EXERCISE MATERIAL:

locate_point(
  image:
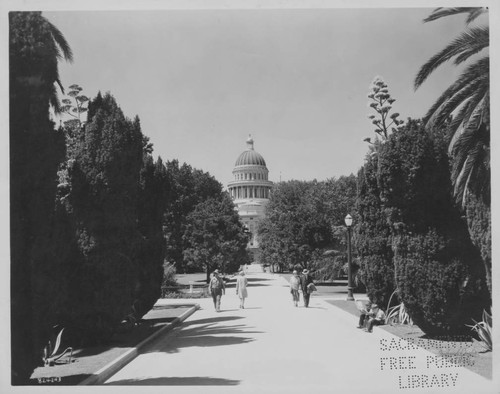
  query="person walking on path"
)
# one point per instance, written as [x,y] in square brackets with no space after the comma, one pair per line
[305,281]
[241,288]
[216,288]
[377,318]
[294,288]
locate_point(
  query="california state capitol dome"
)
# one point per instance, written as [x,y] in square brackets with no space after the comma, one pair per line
[250,190]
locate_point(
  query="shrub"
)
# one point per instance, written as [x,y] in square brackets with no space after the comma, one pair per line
[439,274]
[372,236]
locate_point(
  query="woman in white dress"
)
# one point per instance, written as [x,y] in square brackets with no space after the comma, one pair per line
[294,287]
[241,288]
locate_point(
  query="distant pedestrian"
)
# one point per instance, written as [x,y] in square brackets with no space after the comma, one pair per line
[377,318]
[294,288]
[365,311]
[241,288]
[216,288]
[305,281]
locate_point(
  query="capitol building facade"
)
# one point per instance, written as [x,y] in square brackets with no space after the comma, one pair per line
[250,190]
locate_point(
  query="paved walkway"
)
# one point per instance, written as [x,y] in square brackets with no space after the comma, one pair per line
[271,346]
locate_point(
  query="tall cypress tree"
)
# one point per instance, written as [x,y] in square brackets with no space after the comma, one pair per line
[102,206]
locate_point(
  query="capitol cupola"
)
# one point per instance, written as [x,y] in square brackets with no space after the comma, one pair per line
[250,190]
[250,176]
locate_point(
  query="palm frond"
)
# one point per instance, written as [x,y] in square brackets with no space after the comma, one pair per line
[472,91]
[441,12]
[456,125]
[61,42]
[473,15]
[54,100]
[472,40]
[483,42]
[473,72]
[470,163]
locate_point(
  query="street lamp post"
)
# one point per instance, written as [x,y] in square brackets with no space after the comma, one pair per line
[348,223]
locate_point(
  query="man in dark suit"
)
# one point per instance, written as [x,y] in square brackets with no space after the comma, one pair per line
[305,279]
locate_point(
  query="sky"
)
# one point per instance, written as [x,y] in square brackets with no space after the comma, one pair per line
[297,80]
[202,80]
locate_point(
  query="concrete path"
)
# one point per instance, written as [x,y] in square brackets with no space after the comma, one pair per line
[273,347]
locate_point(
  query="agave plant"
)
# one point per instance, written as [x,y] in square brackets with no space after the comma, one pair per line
[484,330]
[50,355]
[397,313]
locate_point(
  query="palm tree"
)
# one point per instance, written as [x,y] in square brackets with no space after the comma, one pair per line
[35,47]
[467,102]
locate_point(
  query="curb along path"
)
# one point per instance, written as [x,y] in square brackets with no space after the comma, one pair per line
[272,346]
[114,366]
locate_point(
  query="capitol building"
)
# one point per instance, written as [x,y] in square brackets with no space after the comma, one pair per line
[250,190]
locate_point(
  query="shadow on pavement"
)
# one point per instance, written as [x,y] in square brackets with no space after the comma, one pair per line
[177,381]
[258,279]
[204,335]
[211,320]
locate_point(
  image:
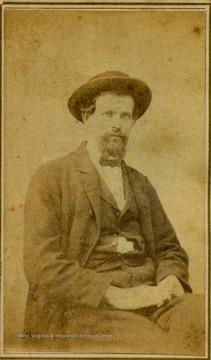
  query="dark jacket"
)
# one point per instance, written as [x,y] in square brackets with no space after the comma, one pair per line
[62,217]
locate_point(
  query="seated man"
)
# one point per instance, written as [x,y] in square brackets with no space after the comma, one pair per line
[104,265]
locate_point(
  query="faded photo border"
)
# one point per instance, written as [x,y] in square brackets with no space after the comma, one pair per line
[36,82]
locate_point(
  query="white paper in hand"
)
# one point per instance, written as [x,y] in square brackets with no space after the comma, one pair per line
[123,245]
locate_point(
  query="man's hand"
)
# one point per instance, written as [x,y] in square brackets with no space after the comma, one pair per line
[144,296]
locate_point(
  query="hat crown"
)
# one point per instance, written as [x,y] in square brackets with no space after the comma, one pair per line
[109,75]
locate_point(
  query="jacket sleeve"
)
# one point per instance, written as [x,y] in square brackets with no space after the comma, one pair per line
[46,266]
[170,257]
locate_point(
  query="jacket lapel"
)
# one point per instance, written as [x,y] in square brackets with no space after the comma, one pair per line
[137,185]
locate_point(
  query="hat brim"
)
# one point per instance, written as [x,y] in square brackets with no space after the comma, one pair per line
[123,85]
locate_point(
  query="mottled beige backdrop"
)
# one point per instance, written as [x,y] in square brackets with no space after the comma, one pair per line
[50,52]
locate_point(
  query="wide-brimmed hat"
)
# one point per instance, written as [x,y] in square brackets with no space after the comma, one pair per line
[116,81]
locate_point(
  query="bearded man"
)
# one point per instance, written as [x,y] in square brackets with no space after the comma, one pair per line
[105,268]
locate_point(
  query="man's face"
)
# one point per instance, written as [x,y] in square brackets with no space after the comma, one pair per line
[110,125]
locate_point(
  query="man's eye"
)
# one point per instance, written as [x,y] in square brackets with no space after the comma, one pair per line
[126,116]
[108,113]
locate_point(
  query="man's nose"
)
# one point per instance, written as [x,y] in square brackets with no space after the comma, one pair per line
[116,122]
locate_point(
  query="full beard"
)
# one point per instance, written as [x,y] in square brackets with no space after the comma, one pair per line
[113,148]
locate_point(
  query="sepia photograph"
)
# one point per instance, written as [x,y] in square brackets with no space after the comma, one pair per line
[105,180]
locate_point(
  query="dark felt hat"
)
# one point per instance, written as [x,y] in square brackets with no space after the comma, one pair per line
[111,81]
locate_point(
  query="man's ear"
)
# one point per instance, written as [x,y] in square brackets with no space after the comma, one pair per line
[84,117]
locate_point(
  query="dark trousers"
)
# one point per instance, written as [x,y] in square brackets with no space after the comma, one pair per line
[175,329]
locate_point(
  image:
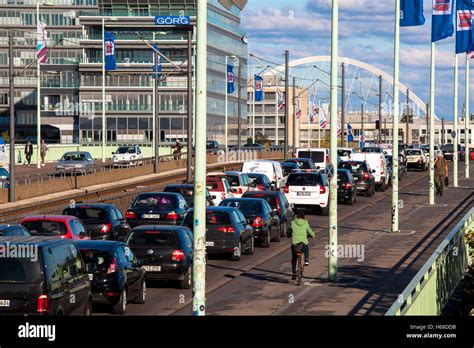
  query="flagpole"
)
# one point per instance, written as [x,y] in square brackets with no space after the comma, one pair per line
[456,118]
[432,124]
[467,119]
[396,77]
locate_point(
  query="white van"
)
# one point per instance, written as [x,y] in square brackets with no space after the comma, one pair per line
[377,162]
[271,169]
[320,157]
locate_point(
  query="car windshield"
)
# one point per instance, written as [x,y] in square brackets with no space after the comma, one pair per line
[15,269]
[156,201]
[88,214]
[304,180]
[154,239]
[125,149]
[46,228]
[99,260]
[74,157]
[250,207]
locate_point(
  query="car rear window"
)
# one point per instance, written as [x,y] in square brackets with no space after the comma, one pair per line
[24,270]
[46,228]
[304,180]
[98,259]
[154,239]
[157,201]
[88,214]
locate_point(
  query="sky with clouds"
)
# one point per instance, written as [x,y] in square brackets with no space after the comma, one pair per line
[365,33]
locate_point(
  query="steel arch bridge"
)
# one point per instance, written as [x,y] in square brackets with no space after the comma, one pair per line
[313,73]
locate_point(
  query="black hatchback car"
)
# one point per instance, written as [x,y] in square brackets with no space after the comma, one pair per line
[362,174]
[278,203]
[46,278]
[259,214]
[165,252]
[227,232]
[187,191]
[13,230]
[157,208]
[114,272]
[346,187]
[101,221]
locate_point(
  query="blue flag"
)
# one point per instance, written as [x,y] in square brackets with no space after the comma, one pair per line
[110,58]
[230,79]
[411,13]
[156,63]
[442,23]
[464,27]
[259,94]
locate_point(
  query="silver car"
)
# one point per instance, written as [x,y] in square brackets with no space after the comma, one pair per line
[76,162]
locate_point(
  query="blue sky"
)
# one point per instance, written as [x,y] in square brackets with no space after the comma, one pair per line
[365,33]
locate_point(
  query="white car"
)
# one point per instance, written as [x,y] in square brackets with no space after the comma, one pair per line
[127,155]
[308,190]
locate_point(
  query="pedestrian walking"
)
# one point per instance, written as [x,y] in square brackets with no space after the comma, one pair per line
[441,173]
[28,152]
[44,148]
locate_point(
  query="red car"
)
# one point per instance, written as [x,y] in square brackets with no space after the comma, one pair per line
[61,226]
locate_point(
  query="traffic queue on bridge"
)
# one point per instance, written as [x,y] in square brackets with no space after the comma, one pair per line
[109,256]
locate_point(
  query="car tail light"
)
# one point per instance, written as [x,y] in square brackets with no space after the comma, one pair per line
[172,216]
[226,229]
[258,222]
[113,266]
[43,304]
[106,228]
[178,255]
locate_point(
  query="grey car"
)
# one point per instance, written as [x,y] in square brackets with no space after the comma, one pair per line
[76,162]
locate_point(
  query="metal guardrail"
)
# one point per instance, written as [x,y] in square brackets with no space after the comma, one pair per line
[434,284]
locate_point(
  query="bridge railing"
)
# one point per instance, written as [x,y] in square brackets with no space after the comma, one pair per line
[434,284]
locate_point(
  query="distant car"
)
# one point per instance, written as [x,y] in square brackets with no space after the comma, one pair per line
[346,187]
[102,221]
[115,274]
[157,208]
[60,226]
[228,232]
[259,214]
[187,191]
[127,155]
[75,162]
[279,205]
[165,252]
[4,178]
[13,230]
[43,285]
[362,174]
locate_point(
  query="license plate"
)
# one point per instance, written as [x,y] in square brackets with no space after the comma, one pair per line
[152,268]
[151,216]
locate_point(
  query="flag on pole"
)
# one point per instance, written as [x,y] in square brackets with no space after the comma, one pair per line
[442,21]
[157,67]
[110,58]
[230,79]
[259,93]
[411,13]
[281,99]
[464,27]
[298,108]
[41,48]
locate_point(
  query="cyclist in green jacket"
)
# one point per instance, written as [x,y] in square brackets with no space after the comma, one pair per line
[300,230]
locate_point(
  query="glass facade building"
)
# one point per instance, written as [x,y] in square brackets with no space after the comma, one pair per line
[72,80]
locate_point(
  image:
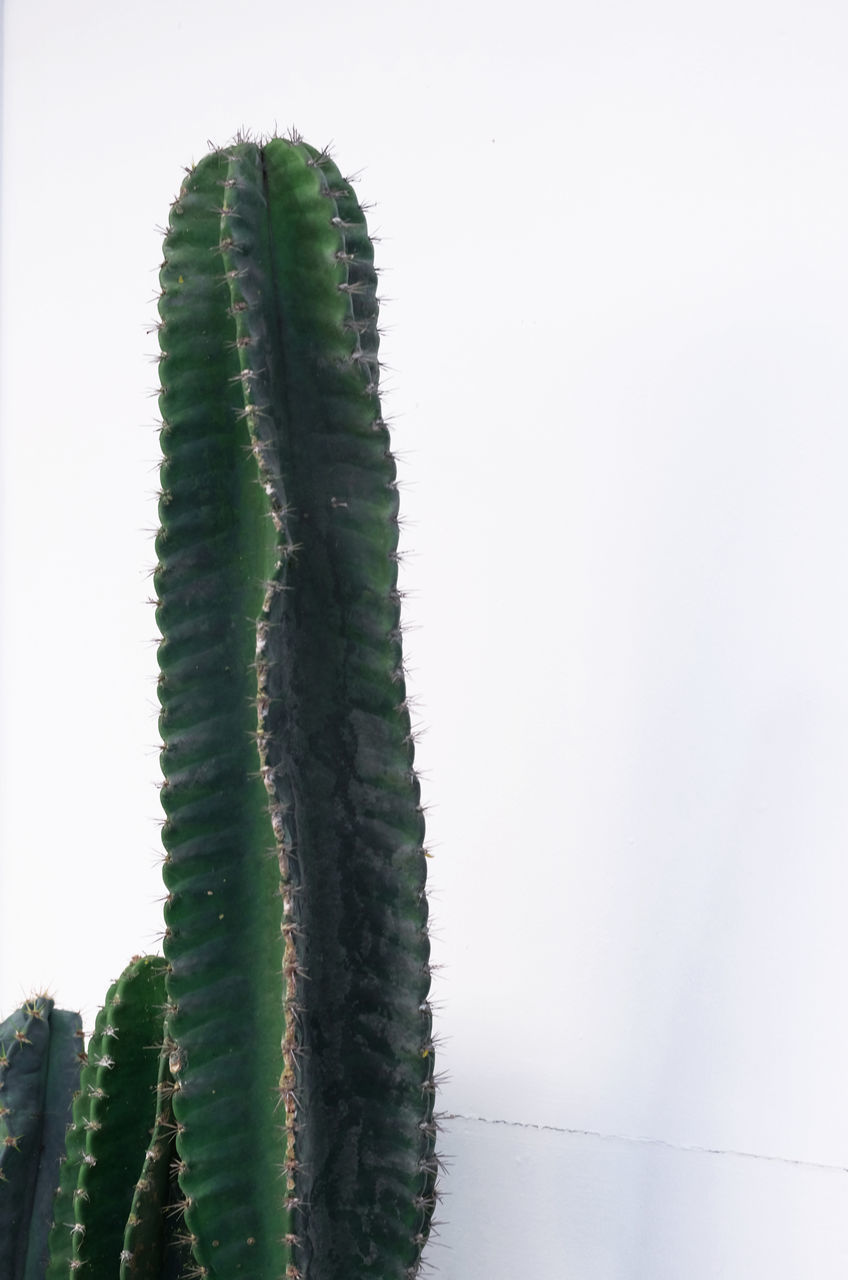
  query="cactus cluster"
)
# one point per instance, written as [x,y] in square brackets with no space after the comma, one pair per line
[259,1104]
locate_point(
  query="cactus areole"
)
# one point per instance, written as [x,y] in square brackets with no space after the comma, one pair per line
[259,1104]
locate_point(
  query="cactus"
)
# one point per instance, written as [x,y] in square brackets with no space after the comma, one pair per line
[291,1133]
[40,1052]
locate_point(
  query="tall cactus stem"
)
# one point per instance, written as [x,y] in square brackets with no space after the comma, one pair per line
[305,1137]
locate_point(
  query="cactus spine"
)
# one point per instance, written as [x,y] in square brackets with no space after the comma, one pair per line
[260,1104]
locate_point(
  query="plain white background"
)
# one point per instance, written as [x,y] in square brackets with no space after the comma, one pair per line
[612,241]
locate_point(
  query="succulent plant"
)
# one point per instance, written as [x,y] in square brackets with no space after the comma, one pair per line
[279,1123]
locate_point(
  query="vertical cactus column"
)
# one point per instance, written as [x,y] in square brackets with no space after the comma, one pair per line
[297,1018]
[40,1061]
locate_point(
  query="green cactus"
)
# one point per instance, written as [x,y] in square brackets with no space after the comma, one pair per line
[40,1055]
[268,1112]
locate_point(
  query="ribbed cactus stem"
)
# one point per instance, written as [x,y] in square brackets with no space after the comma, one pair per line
[40,1061]
[296,941]
[113,1116]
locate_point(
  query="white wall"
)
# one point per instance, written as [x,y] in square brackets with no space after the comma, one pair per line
[614,247]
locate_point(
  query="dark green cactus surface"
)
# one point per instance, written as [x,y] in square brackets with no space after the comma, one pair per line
[40,1060]
[259,1104]
[296,941]
[113,1115]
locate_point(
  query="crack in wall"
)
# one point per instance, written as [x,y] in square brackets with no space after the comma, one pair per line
[648,1142]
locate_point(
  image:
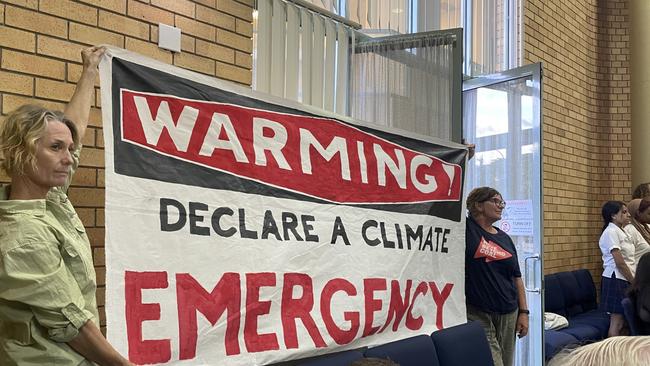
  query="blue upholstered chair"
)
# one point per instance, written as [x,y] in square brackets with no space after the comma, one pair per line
[344,358]
[462,345]
[413,351]
[630,317]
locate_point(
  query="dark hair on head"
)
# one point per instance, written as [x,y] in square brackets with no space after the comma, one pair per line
[643,205]
[610,208]
[478,195]
[642,190]
[642,276]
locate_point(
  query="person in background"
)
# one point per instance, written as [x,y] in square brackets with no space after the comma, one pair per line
[639,294]
[619,351]
[638,228]
[641,191]
[48,310]
[618,257]
[494,290]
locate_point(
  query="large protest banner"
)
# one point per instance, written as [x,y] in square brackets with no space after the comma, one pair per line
[243,229]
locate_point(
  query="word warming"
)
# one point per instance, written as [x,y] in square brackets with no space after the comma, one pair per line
[318,157]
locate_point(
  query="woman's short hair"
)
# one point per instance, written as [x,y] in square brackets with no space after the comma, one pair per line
[610,208]
[21,132]
[623,351]
[479,195]
[642,190]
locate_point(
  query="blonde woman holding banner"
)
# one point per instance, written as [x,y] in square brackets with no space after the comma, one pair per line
[48,311]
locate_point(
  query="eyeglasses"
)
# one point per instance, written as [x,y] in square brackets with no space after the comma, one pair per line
[498,202]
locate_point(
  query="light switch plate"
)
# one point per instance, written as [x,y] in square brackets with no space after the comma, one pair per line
[169,37]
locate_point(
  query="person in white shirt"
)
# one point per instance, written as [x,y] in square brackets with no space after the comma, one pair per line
[638,229]
[618,256]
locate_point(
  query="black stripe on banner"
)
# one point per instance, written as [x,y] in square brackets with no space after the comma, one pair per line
[135,161]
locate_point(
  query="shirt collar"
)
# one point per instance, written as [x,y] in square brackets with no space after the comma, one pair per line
[29,207]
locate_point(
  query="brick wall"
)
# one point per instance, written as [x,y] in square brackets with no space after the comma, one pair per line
[584,47]
[40,44]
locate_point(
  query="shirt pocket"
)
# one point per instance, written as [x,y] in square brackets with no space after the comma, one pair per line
[19,332]
[77,263]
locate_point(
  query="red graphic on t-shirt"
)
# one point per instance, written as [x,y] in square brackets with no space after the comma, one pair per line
[491,251]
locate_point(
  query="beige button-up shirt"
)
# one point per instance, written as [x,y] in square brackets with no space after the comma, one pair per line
[47,280]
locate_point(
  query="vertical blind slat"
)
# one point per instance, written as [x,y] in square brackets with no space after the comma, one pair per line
[293,49]
[263,63]
[306,33]
[317,62]
[277,48]
[342,71]
[329,64]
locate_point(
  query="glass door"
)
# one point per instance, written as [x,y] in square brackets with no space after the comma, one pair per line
[502,116]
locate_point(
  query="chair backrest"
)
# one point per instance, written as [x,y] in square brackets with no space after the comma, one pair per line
[553,295]
[462,345]
[344,358]
[413,351]
[587,289]
[630,316]
[571,292]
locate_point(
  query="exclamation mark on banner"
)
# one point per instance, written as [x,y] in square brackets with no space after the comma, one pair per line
[449,169]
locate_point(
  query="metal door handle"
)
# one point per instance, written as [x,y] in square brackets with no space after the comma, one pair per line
[533,289]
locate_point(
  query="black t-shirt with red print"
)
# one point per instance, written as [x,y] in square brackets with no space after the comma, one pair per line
[491,266]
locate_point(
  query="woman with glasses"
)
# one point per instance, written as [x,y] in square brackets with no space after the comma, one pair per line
[618,258]
[494,291]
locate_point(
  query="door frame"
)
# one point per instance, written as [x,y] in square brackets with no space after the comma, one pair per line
[535,73]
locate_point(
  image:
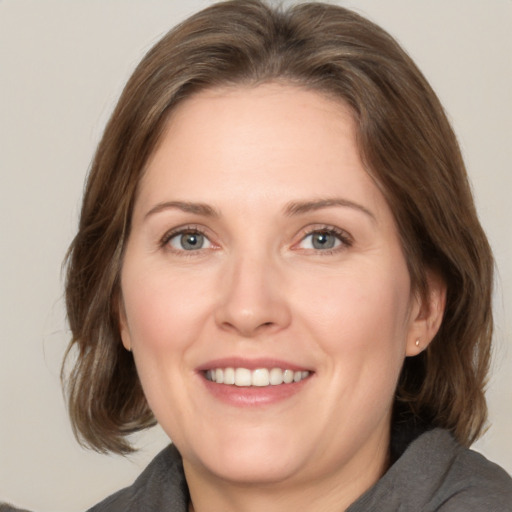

WHAT IS ASKED: Filter the data above down to the lines that contain the word "jacket", and copy each of those lines unchanged.

RESULT OF THIS EXERCISE:
  query="dark jacket"
  query="jacket sleeve"
  query="jacket lapel"
  query="cyclist in green jacket"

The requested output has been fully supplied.